→ **EXERCISE DESCRIPTION**
Arrange each line of the records below as a numbered list, omitting blank lines and leaving the pictures out of the answer.

→ **MATERIAL FOR THIS TASK**
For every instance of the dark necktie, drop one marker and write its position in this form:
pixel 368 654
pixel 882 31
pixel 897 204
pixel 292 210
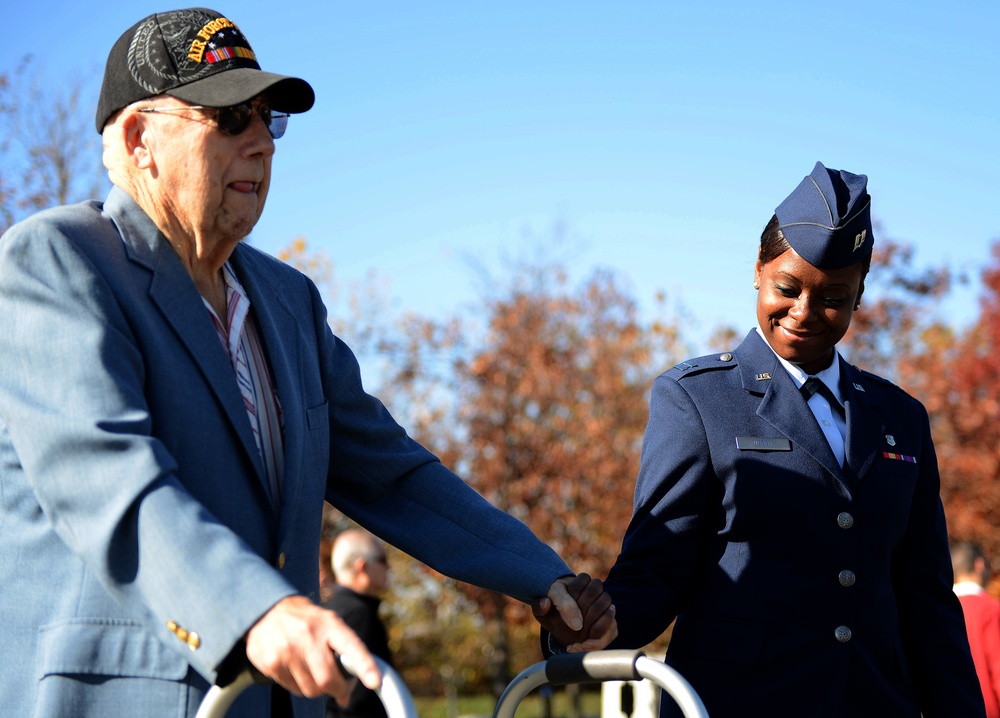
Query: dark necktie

→ **FINISHED EXERCISE**
1. For every instance of the dark necktie, drop one marker and write its position in this form:
2. pixel 368 654
3. pixel 882 31
4. pixel 897 204
5. pixel 292 210
6. Query: dark necktie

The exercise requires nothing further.